_What you will do_
Please reproduce the rows below word for word, all of them, but leave out the pictures.
━━━━━━━━
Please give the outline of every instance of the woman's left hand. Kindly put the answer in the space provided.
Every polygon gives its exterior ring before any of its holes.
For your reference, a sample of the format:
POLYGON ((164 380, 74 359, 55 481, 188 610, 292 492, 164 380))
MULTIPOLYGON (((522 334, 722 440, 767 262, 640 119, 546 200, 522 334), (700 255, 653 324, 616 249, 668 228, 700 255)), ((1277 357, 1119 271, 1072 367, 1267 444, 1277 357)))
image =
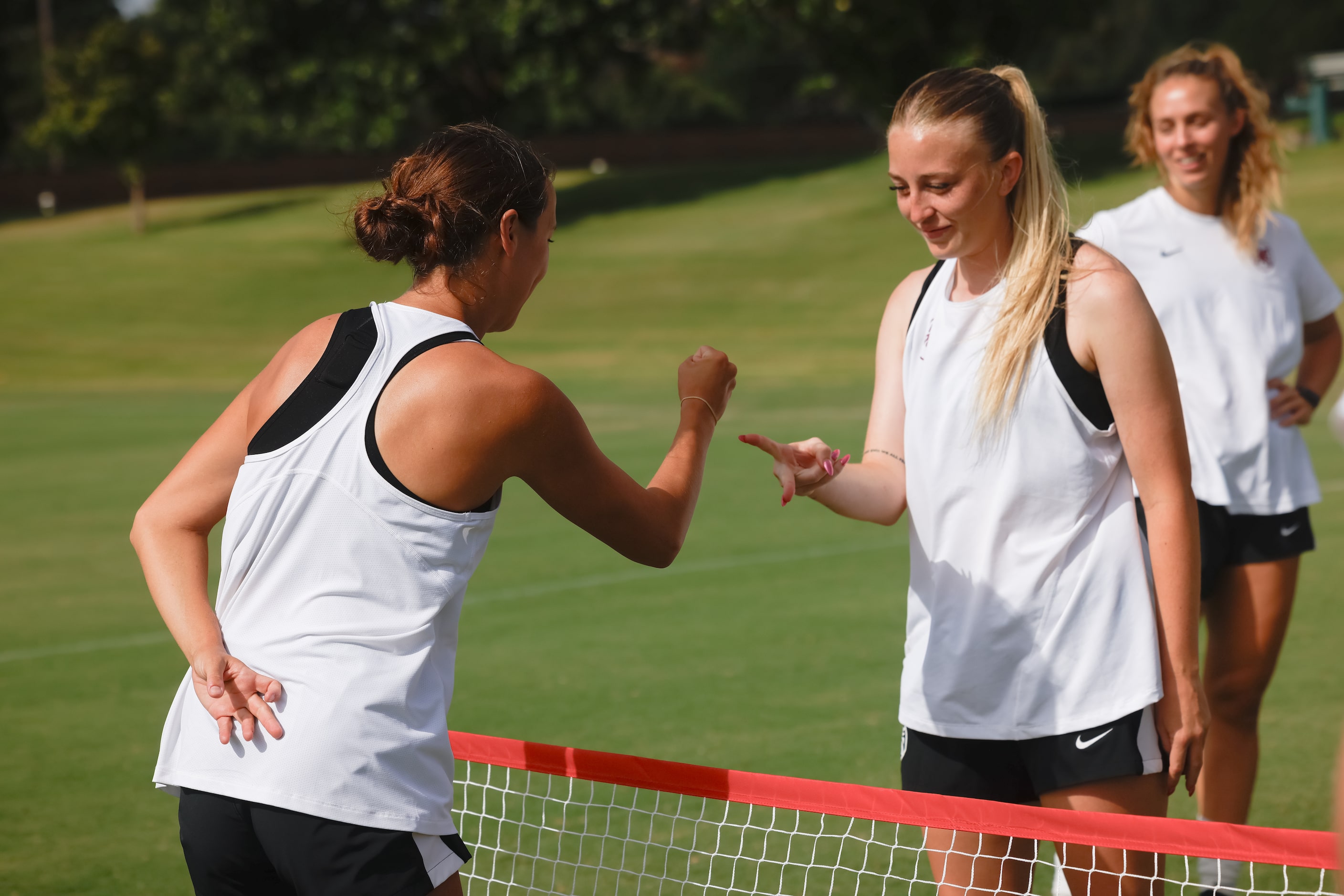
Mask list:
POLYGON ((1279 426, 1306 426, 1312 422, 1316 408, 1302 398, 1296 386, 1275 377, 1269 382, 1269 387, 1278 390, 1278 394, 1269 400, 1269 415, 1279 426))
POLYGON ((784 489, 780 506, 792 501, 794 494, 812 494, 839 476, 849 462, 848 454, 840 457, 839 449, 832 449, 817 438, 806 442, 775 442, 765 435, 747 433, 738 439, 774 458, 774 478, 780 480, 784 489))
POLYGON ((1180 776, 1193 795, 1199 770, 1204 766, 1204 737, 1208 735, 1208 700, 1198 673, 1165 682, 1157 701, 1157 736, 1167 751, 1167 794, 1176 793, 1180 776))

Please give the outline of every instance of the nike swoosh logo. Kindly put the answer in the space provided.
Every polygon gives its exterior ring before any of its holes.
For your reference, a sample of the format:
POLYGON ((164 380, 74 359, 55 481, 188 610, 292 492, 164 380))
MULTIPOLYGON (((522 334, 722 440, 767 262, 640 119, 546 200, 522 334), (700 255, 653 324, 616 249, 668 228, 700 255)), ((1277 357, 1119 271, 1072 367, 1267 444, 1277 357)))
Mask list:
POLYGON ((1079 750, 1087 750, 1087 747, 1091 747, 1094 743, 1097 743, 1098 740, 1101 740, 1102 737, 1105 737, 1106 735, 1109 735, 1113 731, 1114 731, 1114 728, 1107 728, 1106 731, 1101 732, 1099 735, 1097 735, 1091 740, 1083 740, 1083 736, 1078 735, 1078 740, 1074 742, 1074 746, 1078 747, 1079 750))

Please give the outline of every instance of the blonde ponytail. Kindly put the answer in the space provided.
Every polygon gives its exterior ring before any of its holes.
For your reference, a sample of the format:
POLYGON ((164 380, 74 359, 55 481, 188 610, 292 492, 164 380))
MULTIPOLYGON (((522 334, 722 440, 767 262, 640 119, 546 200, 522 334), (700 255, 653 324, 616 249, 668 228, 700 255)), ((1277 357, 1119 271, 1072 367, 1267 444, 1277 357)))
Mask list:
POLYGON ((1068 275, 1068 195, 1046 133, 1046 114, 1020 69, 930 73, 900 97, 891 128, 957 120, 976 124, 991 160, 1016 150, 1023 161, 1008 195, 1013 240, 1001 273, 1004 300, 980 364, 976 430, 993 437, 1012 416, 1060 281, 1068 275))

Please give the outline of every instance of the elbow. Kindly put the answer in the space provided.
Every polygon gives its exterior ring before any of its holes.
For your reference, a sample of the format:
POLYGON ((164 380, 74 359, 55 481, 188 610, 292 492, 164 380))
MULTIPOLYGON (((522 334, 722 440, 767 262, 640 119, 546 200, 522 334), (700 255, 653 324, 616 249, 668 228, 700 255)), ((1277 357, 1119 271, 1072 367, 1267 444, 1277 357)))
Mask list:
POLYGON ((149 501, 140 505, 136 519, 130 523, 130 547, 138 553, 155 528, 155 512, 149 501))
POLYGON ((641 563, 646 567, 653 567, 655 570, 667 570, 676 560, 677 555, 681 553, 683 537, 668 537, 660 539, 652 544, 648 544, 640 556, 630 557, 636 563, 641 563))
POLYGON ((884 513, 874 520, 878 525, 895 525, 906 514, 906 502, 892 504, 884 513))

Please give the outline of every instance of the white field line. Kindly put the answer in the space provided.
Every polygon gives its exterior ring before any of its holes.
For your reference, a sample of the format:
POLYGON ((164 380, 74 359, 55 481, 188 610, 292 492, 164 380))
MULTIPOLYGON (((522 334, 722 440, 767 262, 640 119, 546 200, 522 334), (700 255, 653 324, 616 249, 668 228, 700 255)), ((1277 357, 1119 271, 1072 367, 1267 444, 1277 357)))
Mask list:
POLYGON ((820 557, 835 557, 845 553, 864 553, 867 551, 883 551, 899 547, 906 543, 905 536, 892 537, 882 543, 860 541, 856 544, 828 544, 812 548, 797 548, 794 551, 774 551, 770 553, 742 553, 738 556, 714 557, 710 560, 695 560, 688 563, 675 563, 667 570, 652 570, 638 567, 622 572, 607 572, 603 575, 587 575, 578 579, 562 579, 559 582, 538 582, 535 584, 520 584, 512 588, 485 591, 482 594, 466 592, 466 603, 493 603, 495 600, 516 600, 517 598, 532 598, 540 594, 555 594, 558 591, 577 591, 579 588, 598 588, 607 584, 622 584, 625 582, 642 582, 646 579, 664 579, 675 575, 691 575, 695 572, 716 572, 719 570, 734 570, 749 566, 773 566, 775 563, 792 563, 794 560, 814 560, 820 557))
━━━━━━━━
_Response to this task_
Please give the outline of every instance of the woman's left hand. Kindly put the answer in the space provided.
Every polygon gives its exterior ring before any of its holes.
For your reference, a sample of the format:
POLYGON ((164 380, 74 359, 55 481, 188 610, 292 492, 164 380))
MULTIPOLYGON (((522 334, 722 440, 767 262, 640 119, 546 200, 522 334), (700 255, 653 324, 616 249, 668 228, 700 255)), ((1277 357, 1119 271, 1072 367, 1267 444, 1277 357)))
image =
Mask list:
POLYGON ((1279 426, 1306 426, 1312 422, 1316 408, 1302 398, 1296 386, 1275 377, 1269 382, 1269 387, 1278 390, 1278 394, 1269 400, 1269 415, 1279 426))
POLYGON ((784 489, 780 506, 792 501, 794 494, 812 494, 839 476, 849 462, 848 454, 840 457, 839 449, 832 449, 817 438, 806 442, 775 442, 765 435, 747 433, 738 439, 774 458, 774 478, 780 480, 784 489))
POLYGON ((1180 776, 1193 795, 1199 770, 1204 766, 1204 737, 1208 735, 1208 700, 1198 673, 1165 682, 1157 701, 1157 736, 1167 751, 1167 794, 1176 793, 1180 776))

Please give the outline of every instance of the nike swoosh logo. Kindly put the answer in the space provided.
Every polygon gives its exterior ring before any of its holes.
For your reference, a sample of the format:
POLYGON ((164 380, 74 359, 55 481, 188 610, 292 492, 164 380))
MULTIPOLYGON (((522 334, 722 440, 767 262, 640 119, 546 200, 522 334), (700 255, 653 324, 616 249, 668 228, 700 255)), ((1277 357, 1119 271, 1072 367, 1267 444, 1277 357)))
Mask list:
POLYGON ((1079 750, 1087 750, 1087 747, 1091 747, 1094 743, 1097 743, 1098 740, 1101 740, 1102 737, 1105 737, 1106 735, 1109 735, 1113 731, 1114 731, 1114 728, 1107 728, 1106 731, 1101 732, 1099 735, 1097 735, 1091 740, 1083 740, 1083 736, 1078 735, 1078 740, 1074 742, 1074 746, 1078 747, 1079 750))

Please give the outline of every instance of the blonde ponytail. Kindly put the answer in the space provided.
Every polygon gives its exterior ring before any of its holes.
For your reference, a sample of the format:
POLYGON ((164 380, 74 359, 55 481, 188 610, 292 492, 164 380))
MULTIPOLYGON (((522 334, 722 440, 767 262, 640 119, 546 200, 522 334), (700 255, 653 324, 616 249, 668 228, 700 255)), ((1277 357, 1119 271, 1072 367, 1267 444, 1277 357)))
Mask list:
POLYGON ((1068 275, 1068 195, 1046 133, 1046 114, 1020 69, 930 73, 900 97, 891 128, 957 120, 976 124, 991 160, 1016 150, 1023 161, 1008 195, 1013 240, 1001 273, 1004 300, 980 364, 976 430, 993 437, 1012 416, 1060 281, 1068 275))

Please give the outline of every instance of the elbow. Kindly put the answer in the space provided.
Every polygon gives its exterior ring before any of its holes.
For your reference, a sample of the format:
POLYGON ((164 380, 74 359, 55 481, 188 610, 292 492, 164 380))
MULTIPOLYGON (((522 334, 722 440, 767 262, 640 119, 546 200, 522 334), (700 255, 653 324, 616 249, 668 228, 700 255)), ((1277 357, 1119 271, 1072 367, 1267 444, 1277 357)))
Mask list:
POLYGON ((149 501, 140 505, 136 519, 130 523, 130 547, 138 553, 155 528, 155 512, 149 501))
POLYGON ((641 563, 646 567, 653 567, 655 570, 667 570, 676 560, 677 555, 681 553, 683 537, 668 537, 660 539, 652 544, 648 544, 640 556, 630 557, 636 563, 641 563))
POLYGON ((884 513, 874 520, 878 525, 895 525, 906 514, 906 502, 892 504, 884 513))

Please give the outline of every instance of the white field line. Kindly put the answer in the space provided.
Every polygon gives its exterior ring before any of its holes.
For your reference, a sample of the format:
POLYGON ((164 380, 74 359, 55 481, 188 610, 292 492, 164 380))
MULTIPOLYGON (((522 334, 722 440, 767 262, 640 119, 546 200, 522 334), (700 255, 653 324, 616 249, 668 228, 700 255)), ((1277 357, 1119 271, 1072 367, 1267 444, 1277 357)))
Mask list:
POLYGON ((820 557, 835 557, 845 553, 864 553, 867 551, 883 551, 899 547, 906 543, 905 536, 892 537, 882 543, 860 541, 856 544, 828 544, 812 548, 797 548, 794 551, 774 551, 770 553, 742 553, 738 556, 714 557, 710 560, 695 560, 688 563, 675 563, 667 570, 652 570, 638 567, 622 572, 607 572, 603 575, 587 575, 578 579, 562 579, 559 582, 538 582, 535 584, 520 584, 512 588, 485 591, 482 594, 466 592, 466 603, 493 603, 495 600, 516 600, 517 598, 532 598, 540 594, 555 594, 558 591, 577 591, 579 588, 598 588, 607 584, 622 584, 625 582, 642 582, 646 579, 664 579, 675 575, 691 575, 695 572, 716 572, 719 570, 734 570, 749 566, 773 566, 775 563, 792 563, 794 560, 814 560, 820 557))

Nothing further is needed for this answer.